■ Exercise description
Copy out, exactly as given, every line from the line with "[mark] the white beaded" to the end of the listing, both of those lines included.

Stored data entries:

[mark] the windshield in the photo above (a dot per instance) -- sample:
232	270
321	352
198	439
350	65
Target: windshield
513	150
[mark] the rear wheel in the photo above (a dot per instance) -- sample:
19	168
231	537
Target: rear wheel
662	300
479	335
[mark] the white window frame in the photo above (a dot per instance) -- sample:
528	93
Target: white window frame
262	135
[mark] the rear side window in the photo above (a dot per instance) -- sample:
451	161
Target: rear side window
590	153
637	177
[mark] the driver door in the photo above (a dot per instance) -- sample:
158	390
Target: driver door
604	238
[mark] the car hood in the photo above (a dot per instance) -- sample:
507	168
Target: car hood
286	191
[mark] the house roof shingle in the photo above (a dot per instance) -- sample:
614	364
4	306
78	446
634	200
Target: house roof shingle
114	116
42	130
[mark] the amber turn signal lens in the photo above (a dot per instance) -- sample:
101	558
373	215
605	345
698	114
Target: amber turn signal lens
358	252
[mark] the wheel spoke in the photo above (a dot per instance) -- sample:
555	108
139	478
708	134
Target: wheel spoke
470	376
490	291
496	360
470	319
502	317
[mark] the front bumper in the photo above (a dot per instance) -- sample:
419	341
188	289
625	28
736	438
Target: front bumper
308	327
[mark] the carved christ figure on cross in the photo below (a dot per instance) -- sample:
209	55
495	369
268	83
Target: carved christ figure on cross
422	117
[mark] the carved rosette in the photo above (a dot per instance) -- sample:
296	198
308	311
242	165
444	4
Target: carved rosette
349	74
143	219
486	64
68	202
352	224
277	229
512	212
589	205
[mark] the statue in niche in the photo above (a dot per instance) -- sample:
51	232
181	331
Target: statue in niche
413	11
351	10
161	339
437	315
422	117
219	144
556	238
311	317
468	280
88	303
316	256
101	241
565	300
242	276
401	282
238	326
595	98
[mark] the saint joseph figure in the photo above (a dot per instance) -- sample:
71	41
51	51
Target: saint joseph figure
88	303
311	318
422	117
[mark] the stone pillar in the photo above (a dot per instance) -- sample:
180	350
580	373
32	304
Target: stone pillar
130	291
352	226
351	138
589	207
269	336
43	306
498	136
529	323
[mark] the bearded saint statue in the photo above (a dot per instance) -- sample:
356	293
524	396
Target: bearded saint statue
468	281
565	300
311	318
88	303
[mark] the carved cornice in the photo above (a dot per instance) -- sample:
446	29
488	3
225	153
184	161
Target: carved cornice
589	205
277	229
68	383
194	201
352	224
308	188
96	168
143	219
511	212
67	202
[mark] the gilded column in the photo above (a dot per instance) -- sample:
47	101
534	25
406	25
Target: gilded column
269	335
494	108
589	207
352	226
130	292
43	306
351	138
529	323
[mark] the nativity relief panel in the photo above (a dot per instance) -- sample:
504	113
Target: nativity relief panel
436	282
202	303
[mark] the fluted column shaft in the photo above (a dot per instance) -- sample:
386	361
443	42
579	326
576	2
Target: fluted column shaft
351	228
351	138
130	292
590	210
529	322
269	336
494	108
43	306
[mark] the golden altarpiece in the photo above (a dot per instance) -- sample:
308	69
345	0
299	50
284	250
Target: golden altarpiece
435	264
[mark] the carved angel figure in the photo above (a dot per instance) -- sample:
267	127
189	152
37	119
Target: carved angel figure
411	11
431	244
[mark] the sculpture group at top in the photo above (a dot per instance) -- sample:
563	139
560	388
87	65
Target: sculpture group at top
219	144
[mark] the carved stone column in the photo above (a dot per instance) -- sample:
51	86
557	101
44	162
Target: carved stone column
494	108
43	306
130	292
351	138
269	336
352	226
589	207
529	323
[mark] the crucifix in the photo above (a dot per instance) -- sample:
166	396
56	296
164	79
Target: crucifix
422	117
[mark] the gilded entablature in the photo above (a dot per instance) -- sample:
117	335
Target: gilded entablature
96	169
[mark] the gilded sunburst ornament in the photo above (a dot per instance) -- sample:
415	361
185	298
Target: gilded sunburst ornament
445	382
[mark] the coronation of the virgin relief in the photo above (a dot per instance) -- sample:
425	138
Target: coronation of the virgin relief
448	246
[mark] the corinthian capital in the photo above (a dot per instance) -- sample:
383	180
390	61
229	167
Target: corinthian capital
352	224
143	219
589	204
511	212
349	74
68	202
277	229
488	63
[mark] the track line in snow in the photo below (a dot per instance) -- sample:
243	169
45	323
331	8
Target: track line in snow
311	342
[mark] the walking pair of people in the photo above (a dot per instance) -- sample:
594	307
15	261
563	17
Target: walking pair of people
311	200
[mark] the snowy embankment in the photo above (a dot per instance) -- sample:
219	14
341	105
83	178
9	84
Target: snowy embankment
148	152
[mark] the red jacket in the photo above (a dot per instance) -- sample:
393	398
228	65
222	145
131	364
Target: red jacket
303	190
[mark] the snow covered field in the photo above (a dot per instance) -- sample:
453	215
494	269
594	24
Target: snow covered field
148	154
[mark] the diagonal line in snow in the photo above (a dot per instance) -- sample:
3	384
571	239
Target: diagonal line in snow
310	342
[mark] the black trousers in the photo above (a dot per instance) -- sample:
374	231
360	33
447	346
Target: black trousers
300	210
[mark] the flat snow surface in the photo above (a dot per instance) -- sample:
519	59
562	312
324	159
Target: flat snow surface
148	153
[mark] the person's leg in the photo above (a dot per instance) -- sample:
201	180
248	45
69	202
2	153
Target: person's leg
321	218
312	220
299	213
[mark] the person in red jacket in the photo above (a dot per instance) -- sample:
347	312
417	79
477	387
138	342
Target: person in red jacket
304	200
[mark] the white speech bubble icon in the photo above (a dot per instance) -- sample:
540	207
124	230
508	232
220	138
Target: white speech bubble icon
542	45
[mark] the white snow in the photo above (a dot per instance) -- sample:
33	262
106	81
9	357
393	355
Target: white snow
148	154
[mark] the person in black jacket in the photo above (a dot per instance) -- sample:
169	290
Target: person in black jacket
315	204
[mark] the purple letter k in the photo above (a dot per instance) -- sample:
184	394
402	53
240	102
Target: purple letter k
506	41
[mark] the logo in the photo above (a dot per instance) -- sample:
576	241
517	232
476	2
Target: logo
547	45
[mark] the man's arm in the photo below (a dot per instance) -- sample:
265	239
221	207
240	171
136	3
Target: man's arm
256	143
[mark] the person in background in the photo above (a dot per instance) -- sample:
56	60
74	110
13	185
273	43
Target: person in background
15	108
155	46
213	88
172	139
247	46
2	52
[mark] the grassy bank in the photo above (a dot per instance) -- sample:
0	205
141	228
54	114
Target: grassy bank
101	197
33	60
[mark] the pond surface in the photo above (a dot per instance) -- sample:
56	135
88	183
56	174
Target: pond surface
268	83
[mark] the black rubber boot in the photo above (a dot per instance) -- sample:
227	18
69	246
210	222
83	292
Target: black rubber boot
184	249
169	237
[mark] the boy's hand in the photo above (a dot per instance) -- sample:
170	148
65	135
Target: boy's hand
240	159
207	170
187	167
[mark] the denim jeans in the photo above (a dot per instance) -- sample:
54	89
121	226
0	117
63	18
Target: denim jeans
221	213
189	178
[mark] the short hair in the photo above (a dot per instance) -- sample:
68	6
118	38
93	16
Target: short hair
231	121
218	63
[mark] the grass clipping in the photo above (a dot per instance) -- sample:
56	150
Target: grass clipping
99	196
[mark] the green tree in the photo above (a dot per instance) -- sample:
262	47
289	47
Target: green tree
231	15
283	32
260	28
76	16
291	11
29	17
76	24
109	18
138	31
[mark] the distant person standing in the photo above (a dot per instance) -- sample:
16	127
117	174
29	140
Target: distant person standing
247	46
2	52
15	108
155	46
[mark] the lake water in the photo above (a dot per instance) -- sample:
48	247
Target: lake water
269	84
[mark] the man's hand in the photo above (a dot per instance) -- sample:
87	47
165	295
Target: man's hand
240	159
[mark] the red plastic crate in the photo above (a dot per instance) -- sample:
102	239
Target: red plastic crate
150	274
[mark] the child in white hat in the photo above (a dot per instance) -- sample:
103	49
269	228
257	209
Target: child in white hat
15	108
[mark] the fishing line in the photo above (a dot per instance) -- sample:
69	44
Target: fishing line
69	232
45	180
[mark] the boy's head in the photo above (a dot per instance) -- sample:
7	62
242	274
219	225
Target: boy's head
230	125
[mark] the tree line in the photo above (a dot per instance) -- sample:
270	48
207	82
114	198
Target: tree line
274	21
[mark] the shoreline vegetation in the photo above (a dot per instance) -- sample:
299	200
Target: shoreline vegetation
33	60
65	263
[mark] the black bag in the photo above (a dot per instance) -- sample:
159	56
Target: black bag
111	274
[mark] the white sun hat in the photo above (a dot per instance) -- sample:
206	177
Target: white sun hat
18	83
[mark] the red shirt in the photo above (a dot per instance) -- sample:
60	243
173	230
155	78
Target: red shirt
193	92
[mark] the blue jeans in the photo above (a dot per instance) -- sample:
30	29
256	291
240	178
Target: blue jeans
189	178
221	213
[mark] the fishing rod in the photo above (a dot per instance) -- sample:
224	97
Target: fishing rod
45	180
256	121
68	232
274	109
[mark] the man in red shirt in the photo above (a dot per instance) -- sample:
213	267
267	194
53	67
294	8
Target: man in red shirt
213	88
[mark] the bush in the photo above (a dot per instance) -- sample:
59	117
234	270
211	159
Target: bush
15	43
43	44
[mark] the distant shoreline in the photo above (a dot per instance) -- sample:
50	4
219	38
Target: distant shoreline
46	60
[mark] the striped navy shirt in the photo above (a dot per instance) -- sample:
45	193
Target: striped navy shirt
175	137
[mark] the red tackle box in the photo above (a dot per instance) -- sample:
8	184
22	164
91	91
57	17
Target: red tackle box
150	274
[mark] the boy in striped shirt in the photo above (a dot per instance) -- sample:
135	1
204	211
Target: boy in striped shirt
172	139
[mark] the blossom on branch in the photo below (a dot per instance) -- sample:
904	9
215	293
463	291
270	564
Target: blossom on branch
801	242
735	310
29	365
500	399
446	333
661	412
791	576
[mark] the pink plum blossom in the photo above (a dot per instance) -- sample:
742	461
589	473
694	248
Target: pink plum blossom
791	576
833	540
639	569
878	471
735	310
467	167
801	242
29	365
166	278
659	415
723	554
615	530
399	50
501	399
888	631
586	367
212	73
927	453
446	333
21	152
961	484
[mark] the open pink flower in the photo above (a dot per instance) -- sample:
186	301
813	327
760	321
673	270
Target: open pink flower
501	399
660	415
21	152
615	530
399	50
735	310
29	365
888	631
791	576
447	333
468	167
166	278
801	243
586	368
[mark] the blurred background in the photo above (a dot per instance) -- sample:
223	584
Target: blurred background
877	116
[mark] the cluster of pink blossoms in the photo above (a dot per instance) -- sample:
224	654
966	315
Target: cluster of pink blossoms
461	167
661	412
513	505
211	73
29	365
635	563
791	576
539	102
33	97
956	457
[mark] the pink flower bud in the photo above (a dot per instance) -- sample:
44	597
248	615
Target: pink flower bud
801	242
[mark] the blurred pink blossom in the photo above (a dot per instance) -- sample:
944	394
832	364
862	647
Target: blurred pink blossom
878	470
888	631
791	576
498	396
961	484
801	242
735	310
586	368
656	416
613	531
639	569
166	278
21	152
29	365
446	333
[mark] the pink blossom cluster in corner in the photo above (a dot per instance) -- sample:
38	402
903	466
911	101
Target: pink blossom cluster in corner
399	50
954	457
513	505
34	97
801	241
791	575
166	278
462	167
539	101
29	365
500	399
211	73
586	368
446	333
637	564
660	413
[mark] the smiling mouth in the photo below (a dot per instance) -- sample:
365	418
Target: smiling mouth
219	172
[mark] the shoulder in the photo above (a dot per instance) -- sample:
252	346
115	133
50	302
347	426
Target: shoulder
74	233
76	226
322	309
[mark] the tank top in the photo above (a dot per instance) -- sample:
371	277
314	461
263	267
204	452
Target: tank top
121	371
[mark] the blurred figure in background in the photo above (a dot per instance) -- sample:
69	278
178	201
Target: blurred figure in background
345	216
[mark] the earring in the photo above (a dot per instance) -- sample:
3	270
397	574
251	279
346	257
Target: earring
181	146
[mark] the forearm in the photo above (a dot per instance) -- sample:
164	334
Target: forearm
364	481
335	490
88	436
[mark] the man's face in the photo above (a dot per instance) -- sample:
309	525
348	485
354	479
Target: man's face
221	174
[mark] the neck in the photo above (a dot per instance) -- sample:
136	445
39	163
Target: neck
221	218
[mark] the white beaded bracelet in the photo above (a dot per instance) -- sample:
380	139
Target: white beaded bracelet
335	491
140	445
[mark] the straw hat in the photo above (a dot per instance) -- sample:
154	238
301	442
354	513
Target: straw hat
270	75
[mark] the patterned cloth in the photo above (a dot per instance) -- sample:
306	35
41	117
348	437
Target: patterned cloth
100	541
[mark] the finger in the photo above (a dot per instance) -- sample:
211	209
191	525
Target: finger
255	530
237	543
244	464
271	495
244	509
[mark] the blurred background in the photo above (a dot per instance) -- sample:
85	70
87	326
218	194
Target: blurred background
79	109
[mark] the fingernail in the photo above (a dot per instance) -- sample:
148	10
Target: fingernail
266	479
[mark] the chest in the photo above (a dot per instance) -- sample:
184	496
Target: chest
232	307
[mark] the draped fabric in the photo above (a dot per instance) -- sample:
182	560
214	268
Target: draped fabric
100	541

■ Exercise response
[mark] the white beaded bracelet in the photo above (a dot per instance) -- sample:
380	139
Target: white beaded bracelet
335	491
140	445
[mark] the straw hat in the photo above (a dot per instance) -- sample:
154	238
301	442
354	513
Target: straw hat
270	75
[mark] the patterned cloth in the photo above (a dot per instance) -- sample:
306	35
41	117
348	437
Target: patterned cloth
100	541
[mark] the finger in the photo above (a dot per instance) -- sample:
211	209
191	525
Target: finger
255	530
237	543
244	464
271	495
244	509
[mark] the blurred background in the photo above (a dot per instance) -- sample:
85	70
87	326
218	194
Target: blurred background
79	109
[mark] the fingernail in the photo above (a dot per instance) -- sample:
148	10
Target: fingernail
266	479
[mark] the chest in the photo above (a dot per instance) -- sample:
184	496
Target: chest
232	307
[mark] the draped fabric in the photo above (a dot per instance) -- sample:
182	560
214	268
Target: draped fabric
100	541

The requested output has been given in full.